• **Exercises to complete**:
a) In the post on fiddle tunes, condense the paragraph beginning "Here, in no particular order" into a short bulleted list that keeps its main facts.
b) From the post on fiddle tunes, reproduce the passage starting with "Billy in the Lowground (alternate" and going on through "make a mistake.", changing nothing.

• **Selected excerpt**:
Latest addition to my repertory is "Billy in the Lowground," which I've been wanting to learn ever since I saw the Ether Frolic Mob playing it. Here are two takes:

Billy in the Lowground

by The Modesto Kid

Billy in the Lowground (alternate take)

by The Modesto Kid

Here, in no particular order, are the songs I know well enough to think of them as my repertory (excluding numerous songs like "Crawdad Hole" and "Uncle Joe, Uncle Joe" which, while I can play a pretty nice instrumental version, I think of as songs to sing. These are just the songs that I identify primarily as fiddle tunes.) Criteria for this list is, I have to know the melody by heart (after maybe a glance at the music) and be able to play it easily with improvisation over the melody and be able to cover up for myself ifwhen I make a mistake.

• **Dataset rows**:
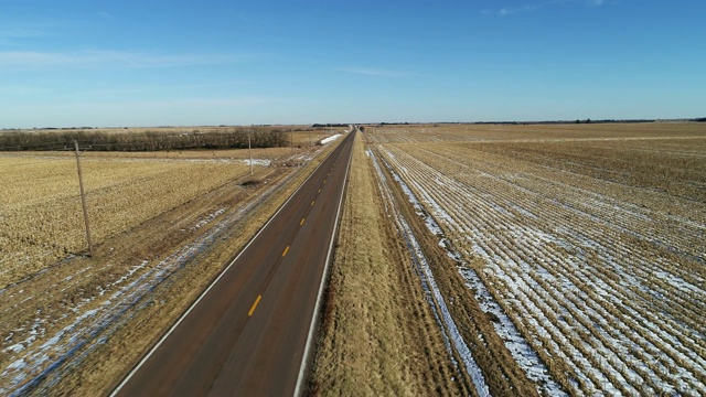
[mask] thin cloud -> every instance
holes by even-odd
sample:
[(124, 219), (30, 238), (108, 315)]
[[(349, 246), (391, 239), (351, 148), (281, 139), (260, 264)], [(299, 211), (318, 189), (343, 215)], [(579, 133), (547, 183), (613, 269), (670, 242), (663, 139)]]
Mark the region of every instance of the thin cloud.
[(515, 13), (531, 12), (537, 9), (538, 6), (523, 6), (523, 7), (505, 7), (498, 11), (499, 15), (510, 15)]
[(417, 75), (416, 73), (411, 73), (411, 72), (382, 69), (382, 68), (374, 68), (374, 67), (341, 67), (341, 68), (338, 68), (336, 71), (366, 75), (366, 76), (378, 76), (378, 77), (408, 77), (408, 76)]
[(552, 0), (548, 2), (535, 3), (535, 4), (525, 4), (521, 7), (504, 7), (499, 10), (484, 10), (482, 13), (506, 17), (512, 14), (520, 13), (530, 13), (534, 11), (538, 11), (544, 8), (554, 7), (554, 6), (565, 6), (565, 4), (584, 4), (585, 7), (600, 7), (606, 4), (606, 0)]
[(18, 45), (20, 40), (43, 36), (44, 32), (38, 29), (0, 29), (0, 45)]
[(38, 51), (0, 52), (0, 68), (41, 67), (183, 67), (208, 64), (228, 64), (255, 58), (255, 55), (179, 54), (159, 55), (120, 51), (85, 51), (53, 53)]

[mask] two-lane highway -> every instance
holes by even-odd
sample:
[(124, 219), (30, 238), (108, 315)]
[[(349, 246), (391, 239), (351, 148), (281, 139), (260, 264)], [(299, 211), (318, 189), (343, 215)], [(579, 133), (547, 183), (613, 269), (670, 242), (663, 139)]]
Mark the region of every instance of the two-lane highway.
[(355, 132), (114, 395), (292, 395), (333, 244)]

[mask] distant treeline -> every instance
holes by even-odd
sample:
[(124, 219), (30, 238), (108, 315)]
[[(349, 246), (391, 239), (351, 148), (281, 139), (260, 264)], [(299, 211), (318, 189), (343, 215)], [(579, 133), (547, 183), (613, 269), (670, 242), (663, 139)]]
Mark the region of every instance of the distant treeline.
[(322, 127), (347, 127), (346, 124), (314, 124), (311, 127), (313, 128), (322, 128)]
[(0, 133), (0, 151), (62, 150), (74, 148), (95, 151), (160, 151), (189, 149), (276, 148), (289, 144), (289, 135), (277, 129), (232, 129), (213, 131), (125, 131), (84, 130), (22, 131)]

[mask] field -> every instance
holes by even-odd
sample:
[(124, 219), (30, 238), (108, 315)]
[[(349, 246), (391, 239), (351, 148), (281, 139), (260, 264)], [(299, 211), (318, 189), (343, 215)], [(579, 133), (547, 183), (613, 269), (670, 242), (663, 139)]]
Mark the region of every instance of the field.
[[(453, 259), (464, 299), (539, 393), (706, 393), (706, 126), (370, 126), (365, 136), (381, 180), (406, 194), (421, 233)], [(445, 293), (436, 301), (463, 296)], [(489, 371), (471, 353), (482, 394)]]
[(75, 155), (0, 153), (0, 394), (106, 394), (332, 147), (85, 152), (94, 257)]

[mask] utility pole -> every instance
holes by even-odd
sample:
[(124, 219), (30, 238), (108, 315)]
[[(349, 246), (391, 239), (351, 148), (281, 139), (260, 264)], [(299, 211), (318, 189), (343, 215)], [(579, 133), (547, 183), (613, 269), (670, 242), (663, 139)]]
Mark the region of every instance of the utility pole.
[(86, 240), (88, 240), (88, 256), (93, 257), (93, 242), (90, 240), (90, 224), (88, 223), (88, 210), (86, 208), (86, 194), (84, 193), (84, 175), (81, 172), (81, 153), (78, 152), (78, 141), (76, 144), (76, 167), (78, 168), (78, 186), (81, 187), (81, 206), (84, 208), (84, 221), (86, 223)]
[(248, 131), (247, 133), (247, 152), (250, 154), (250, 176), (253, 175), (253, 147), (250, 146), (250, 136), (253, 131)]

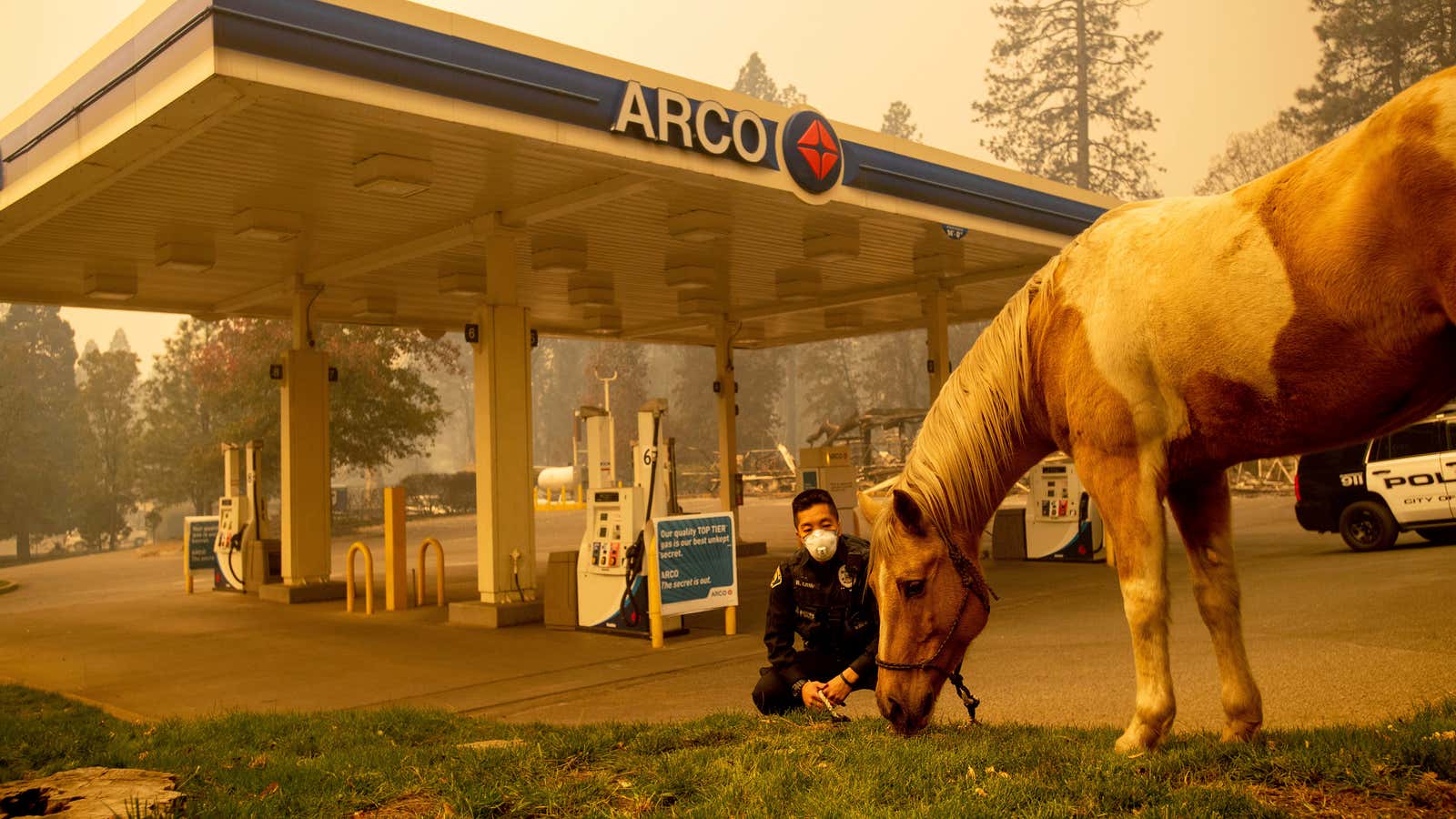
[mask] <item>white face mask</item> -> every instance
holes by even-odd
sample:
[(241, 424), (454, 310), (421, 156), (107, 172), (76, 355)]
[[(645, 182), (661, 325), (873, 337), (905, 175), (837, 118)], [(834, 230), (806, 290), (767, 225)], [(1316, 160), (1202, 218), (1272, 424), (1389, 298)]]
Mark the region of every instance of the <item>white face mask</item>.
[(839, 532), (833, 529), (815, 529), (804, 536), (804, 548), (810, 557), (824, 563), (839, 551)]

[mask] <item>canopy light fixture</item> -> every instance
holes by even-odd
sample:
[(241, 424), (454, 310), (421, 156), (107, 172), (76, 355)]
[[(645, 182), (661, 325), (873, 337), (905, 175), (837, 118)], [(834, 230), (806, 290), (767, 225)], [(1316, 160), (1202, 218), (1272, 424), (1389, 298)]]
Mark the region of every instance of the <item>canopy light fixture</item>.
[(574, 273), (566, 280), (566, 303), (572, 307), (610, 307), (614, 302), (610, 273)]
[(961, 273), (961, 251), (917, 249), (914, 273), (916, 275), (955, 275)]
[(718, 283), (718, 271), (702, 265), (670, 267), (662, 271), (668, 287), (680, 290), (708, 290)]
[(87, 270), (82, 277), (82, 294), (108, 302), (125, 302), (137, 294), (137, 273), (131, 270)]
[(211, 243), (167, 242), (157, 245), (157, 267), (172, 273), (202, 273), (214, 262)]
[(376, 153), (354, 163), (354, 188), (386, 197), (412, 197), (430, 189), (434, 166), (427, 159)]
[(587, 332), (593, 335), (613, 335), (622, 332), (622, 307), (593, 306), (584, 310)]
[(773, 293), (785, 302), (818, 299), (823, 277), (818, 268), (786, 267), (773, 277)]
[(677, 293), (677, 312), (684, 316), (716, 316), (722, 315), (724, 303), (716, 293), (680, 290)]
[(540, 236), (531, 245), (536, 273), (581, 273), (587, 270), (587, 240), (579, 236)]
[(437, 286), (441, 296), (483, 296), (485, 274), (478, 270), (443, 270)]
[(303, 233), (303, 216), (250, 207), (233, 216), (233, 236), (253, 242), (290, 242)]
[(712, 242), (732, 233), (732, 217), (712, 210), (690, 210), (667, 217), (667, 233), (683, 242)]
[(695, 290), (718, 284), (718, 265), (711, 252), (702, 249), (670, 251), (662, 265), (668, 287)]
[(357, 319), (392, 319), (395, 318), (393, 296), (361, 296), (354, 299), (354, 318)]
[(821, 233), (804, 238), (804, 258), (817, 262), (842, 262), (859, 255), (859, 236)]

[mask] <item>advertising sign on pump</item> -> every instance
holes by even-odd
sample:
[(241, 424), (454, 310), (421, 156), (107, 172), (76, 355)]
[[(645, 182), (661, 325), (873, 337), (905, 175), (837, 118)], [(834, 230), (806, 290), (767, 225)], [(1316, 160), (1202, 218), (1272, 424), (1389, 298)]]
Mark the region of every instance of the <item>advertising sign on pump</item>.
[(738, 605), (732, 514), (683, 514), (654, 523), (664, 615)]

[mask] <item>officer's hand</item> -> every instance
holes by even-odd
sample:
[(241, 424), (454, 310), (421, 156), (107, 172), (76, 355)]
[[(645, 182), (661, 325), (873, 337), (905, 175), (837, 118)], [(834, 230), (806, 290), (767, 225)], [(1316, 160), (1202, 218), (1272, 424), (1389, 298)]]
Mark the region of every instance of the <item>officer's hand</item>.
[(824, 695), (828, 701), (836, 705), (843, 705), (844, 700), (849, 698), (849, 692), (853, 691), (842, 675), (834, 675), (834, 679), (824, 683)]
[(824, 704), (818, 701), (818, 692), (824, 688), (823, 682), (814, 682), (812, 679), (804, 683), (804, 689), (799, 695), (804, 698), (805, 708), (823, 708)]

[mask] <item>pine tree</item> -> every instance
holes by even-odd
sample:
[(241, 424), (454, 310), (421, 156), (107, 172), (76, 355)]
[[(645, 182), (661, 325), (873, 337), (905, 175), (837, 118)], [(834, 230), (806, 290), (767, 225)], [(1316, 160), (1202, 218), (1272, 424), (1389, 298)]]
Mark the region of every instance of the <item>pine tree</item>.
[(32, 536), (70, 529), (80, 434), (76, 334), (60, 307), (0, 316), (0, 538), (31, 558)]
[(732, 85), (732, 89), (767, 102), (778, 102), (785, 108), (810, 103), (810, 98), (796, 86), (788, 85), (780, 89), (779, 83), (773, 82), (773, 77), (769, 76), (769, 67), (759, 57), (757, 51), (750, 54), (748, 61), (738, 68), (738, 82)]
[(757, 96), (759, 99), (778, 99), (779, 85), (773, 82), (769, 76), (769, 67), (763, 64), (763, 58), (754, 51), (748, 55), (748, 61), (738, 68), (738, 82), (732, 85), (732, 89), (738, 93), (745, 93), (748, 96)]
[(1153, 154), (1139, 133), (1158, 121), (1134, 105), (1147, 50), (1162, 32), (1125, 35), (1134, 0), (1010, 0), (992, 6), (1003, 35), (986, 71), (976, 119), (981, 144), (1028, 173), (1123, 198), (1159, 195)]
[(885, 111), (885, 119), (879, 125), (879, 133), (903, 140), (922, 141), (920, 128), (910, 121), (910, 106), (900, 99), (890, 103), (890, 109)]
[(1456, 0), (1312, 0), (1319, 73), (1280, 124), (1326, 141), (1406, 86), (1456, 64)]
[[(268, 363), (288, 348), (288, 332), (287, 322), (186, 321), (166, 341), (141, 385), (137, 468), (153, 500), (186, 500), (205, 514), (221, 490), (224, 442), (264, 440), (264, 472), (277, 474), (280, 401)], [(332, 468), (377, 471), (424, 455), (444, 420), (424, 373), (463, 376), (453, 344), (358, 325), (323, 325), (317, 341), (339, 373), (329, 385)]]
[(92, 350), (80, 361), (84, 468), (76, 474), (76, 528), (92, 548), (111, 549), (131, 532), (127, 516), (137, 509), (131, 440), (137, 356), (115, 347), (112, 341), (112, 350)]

• **Set of answers**:
a)
- The writer lists the songs known well enough to count as their repertory.
- Songs such as "Crawdad Hole" and "Uncle Joe, Uncle Joe" are left out. The writer can play nice instrumental versions of them but thinks of them as songs to sing.
- Only songs the writer identifies primarily as fiddle tunes are included.
- To make the list, a tune must meet these criteria:
  - The writer knows the melody by heart, perhaps after a glance at the music.
  - The writer can play it easily while improvising over the melody.
  - The writer can cover up mistakes while playing it.

b)
Billy in the Lowground (alternate take)

by The Modesto Kid

Here, in no particular order, are the songs I know well enough to think of them as my repertory (excluding numerous songs like "Crawdad Hole" and "Uncle Joe, Uncle Joe" which, while I can play a pretty nice instrumental version, I think of as songs to sing. These are just the songs that I identify primarily as fiddle tunes.) Criteria for this list is, I have to know the melody by heart (after maybe a glance at the music) and be able to play it easily with improvisation over the melody and be able to cover up for myself ifwhen I make a mistake.